-- Исходный текст --
Я знаю, никакой моей вины
В том, что другие
не пришли с войны,
В том, что они —
кто старше, кто моложе —
Остались там, и не о том же
речь,
Что я их мог, но не сумел
сберечь, —
Речь не о том, но все же,
все же, все же…
 
   Эти строки написал великий поэт и совестливейший человек.

Фальсификат в «подстрочнике»

   На церемонии вручения телевизионной премии ТЭФИ зачитали неожиданное письмо режиссера Олега Дормана, в котором он отказывался принять награду, присужденную за фильм «Подстрочник». Дело в том, что ТЭФИ – награда Академии российского телевидения, а среди ее членов, как заявил Дорман, «люди, из-за которых наш фильм одиннадцать лет не мог попасть к зрителям». По его характеристике, это «люди, которые презирают публику и которые сделали телевидение главным фактором нравственной и общественной катастрофы, происшедшей за десять последних лет».

«У них нет права…»

   Я-то считаю, что нравственная катастрофа происходит у нас не десять, а минимум двадцать лет. Но можно ли в принципе не согласиться с данной выше характеристикой заправил нынешнего телевидения, действительно сделавших его одним из главных факторов переживаемой обществом катастрофы? Для полноты впечатления продолжу цитату из письма О. Дормана, поскольку здесь, я думаю, он выразил мнение очень и очень многих:
   «Кто-то сеет и печет для нас хлеб, кто-то проводит жизнь в шахте, в море, или на военной службе, или в торговом ларьке.
   На людях образованных, думающих лежит ответственность перед теми, кто не столь образован и не посвятил себя духовной деятельности.
   Получив в руки величайшую власть, какой, увы, обладает у нас телевидение, его руководители, редакторы, продюсеры, журналисты не смеют делать зрителей хуже. Они не имеют права развращать, превращать нас в сброд, в злую, алчную, пошлую толпу».

-- Исходный список --
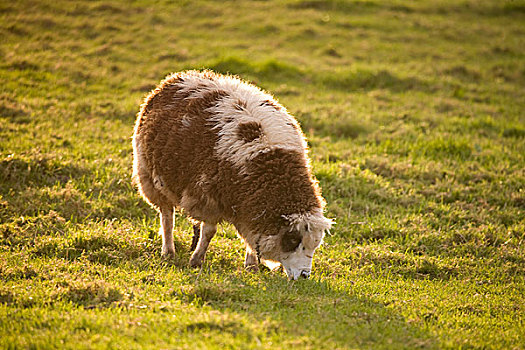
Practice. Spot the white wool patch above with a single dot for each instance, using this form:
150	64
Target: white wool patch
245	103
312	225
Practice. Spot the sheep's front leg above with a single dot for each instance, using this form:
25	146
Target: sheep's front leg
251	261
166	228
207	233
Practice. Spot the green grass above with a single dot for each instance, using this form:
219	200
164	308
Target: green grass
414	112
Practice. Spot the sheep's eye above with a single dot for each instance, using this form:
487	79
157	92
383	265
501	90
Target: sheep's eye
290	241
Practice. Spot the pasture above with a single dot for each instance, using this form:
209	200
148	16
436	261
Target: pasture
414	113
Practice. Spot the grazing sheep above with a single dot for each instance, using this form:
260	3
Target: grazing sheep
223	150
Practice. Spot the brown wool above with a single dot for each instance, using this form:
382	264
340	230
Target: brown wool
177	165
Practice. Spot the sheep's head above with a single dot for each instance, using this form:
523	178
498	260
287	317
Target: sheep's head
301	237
---
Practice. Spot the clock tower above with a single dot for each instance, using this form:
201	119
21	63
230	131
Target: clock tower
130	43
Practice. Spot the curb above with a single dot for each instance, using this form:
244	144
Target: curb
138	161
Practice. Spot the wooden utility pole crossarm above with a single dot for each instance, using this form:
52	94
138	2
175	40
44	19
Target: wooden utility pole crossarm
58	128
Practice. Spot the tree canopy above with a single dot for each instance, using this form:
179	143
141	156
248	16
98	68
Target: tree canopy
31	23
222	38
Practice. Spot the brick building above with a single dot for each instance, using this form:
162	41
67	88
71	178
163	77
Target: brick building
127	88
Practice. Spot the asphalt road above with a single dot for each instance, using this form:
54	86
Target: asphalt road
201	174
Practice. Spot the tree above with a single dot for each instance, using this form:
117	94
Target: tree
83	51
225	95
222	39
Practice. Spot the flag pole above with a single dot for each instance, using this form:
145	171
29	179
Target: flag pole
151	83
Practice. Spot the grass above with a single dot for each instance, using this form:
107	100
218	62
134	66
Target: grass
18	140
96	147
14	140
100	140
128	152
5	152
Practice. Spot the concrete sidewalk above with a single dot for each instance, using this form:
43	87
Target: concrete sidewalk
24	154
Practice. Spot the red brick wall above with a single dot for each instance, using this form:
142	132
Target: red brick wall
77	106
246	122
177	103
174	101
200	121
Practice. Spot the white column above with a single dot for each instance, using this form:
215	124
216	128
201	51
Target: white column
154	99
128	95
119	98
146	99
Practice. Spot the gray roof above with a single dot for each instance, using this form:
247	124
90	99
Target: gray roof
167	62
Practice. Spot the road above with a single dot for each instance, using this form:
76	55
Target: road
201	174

-- Задания --
(a) Отредактируйте отрывок исходного текста от «Я знаю, никакой» вплоть до «и совестливейший человек.», поставив «битвы» вместо «войны».
(b) Покажите все строки списка, где встречается слово «brown».
Текст и список никак между собой не связаны.

-- Ответы --
(a)
Я знаю, никакой моей вины
В том, что другие
не пришли с битвы,
В том, что они —
кто старше, кто моложе —
Остались там, и не о том же
речь,
Что я их мог, но не сумел
сберечь, —
Речь не о том, но все же,
все же, все же…
 
   Эти строки написал великий поэт и совестливейший человек.

(b)
Practice. Spot the brown wool above with a single dot for each instance, using this form:
Target: brown wool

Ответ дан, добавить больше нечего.